## [WHAT NEEDS TO BE DONE]
Write out each record again exactly as it stands.
-------- DATA SECTION
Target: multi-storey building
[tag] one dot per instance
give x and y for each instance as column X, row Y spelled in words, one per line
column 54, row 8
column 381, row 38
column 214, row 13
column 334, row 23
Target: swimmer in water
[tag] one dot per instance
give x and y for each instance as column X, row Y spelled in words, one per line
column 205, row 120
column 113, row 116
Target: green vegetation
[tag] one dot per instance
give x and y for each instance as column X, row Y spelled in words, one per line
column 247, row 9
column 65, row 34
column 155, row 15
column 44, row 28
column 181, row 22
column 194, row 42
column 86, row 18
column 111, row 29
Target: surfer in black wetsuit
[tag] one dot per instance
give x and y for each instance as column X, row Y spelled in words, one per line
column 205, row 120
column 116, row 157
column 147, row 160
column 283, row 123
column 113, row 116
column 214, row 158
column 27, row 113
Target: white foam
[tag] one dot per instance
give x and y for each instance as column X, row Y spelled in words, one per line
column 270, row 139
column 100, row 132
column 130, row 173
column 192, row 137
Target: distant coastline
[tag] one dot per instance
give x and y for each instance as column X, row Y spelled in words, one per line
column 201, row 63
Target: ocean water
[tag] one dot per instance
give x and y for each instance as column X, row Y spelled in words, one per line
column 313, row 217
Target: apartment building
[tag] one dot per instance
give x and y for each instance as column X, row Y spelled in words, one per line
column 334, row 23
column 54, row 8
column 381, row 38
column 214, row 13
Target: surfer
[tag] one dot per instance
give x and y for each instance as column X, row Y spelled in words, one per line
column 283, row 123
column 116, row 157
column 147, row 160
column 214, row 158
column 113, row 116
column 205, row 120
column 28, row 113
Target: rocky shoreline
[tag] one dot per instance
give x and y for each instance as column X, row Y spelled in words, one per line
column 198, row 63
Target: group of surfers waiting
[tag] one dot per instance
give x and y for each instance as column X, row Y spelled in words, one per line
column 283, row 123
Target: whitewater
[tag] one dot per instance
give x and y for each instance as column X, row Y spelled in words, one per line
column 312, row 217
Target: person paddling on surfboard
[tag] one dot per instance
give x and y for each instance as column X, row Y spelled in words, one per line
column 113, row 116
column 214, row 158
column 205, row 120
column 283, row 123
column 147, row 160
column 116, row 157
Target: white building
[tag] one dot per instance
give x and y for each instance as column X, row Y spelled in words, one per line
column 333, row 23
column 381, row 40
----------------
## [THE SOLUTION]
Target: multi-storey building
[tag] one dot per instance
give x and y for each instance as column X, row Y spelled in words, one per line
column 54, row 8
column 381, row 38
column 214, row 13
column 334, row 23
Target: swimmer in water
[tag] one dot per instance
give x and y for each instance as column X, row Y spelled in words, one per line
column 205, row 120
column 113, row 116
Target: green vegetation
[tag] one dot per instance
give x and y for each instance as column X, row Y spelled in words, one per line
column 247, row 9
column 65, row 34
column 155, row 15
column 44, row 28
column 181, row 22
column 194, row 42
column 86, row 18
column 111, row 29
Target: surfer in black wetsuit
[tag] one dot per instance
give x and y for each instance as column X, row Y spelled in words, one per line
column 205, row 120
column 116, row 157
column 147, row 160
column 283, row 123
column 113, row 116
column 214, row 158
column 27, row 113
Target: white foam
[tag] one dot per instance
give x and y for each instance as column X, row Y spelled in words, one per line
column 270, row 139
column 100, row 132
column 130, row 173
column 192, row 137
Target: distant coastline
[tag] one dot per instance
give x and y for each instance as column X, row Y spelled in words, one per line
column 201, row 63
Target: ocean water
[tag] one dot per instance
give x and y for each instance as column X, row Y spelled in words, one per line
column 313, row 217
Target: apartment building
[tag] one dot per instance
give x and y for each instance as column X, row Y spelled in words, one per line
column 334, row 23
column 54, row 8
column 381, row 38
column 214, row 13
Target: surfer
[tag] one dot per instance
give x and y for each instance as column X, row Y spelled in words, one per line
column 283, row 123
column 116, row 157
column 147, row 160
column 214, row 158
column 113, row 116
column 205, row 120
column 28, row 113
Target: rocky shoreline
[tag] one dot per instance
give x and y for each instance as column X, row Y spelled in words, one per line
column 198, row 63
Target: group of surfers waiting
[tag] one dot per instance
give x and y for each instance as column X, row Y spelled in words, one per line
column 283, row 123
Target: whitewater
[tag] one dot per instance
give x and y for each instance as column X, row Y spelled in words, one per line
column 312, row 217
Target: person paddling on surfboard
[tag] one dot per instance
give x and y for each instance as column X, row Y spelled in words, one per line
column 113, row 116
column 214, row 158
column 205, row 120
column 283, row 123
column 147, row 160
column 116, row 157
Target: white building
[tag] one dot per instance
give x and y for each instance as column X, row Y spelled in words, one per line
column 333, row 23
column 381, row 40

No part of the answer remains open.